## WHAT TO DO
Rewrite the records starting at the line containing "Please mark where the white breast" and ending at the line containing "[203,140,276,188]", changing nothing except the coordinates in the answers, each of which you should decrease by 99.

## LISTING
**********

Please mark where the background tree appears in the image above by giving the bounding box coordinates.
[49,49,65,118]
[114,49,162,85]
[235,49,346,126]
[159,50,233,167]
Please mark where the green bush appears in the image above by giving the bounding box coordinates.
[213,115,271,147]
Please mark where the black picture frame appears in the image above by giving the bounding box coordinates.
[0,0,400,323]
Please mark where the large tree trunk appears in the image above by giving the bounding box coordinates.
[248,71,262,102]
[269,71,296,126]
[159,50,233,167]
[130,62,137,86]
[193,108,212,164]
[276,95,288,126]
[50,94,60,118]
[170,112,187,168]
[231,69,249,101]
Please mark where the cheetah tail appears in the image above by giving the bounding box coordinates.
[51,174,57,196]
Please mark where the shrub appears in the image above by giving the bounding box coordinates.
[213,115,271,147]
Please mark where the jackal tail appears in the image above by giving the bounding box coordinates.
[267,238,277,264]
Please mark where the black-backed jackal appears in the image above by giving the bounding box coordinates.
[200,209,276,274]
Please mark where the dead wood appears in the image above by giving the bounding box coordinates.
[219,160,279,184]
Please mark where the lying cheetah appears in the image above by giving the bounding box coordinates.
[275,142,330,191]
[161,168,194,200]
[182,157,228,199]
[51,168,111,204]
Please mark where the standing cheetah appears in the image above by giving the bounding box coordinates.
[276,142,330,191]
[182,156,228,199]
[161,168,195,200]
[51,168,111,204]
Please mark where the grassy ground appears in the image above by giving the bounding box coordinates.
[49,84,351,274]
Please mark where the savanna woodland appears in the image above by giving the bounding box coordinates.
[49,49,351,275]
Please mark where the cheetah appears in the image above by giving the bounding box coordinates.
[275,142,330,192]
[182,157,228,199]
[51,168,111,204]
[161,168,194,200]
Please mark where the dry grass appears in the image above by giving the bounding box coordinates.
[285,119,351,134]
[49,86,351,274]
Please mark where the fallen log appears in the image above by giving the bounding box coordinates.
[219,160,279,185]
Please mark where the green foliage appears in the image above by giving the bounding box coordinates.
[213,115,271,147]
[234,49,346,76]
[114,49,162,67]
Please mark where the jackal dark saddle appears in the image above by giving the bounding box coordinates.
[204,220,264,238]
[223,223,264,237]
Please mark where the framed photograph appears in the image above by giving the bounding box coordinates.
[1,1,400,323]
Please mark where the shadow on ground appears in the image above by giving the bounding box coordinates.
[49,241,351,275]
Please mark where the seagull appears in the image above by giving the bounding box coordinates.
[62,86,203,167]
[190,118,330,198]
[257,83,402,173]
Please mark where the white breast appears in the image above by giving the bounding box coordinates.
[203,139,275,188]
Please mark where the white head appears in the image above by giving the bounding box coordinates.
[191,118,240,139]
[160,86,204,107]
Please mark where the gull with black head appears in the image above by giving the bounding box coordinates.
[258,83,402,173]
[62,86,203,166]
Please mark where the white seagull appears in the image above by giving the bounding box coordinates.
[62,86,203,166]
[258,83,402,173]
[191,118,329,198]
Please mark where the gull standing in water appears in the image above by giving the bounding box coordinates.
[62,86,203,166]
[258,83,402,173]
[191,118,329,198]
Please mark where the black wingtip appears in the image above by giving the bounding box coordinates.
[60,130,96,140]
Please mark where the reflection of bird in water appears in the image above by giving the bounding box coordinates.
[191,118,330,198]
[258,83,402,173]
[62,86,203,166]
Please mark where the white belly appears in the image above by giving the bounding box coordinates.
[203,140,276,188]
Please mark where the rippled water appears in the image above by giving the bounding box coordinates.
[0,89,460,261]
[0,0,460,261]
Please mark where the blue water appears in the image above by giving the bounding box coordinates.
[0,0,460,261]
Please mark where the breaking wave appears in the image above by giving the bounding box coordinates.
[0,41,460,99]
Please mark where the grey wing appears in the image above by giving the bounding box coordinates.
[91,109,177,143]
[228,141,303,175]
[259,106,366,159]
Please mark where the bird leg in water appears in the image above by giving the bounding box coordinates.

**********

## RESULT
Please mark where the white breast appears in the image above by giving the bounding box coordinates.
[104,40,176,89]
Please mark where the white head appears in the image above by giving the bounding box coordinates.
[92,19,141,40]
[61,-13,105,8]
Please mark where the gull with black head appears in the image above by giving the bounding box coordinates.
[159,-16,303,74]
[-37,-13,104,67]
Please mark where the white seagull appears in the image above by giving the bounding box coordinates.
[-37,-13,104,67]
[159,-16,303,74]
[92,19,230,99]
Please mark where the gull standing in water appears in the image above by giving the bounding box coordinates.
[-37,-13,104,67]
[159,-16,303,74]
[92,19,230,99]
Please mark where the black wingtip appears in the image above by giving the bounding box coordinates.
[-39,31,-3,41]
Please mark where the reflection of bird in water appears in the image above by giving the bounding box coordinates.
[92,19,231,99]
[159,-16,303,74]
[-37,-13,104,67]
Please mark where the white belly appears in the image above by giving the bounding box coordinates.
[104,41,177,89]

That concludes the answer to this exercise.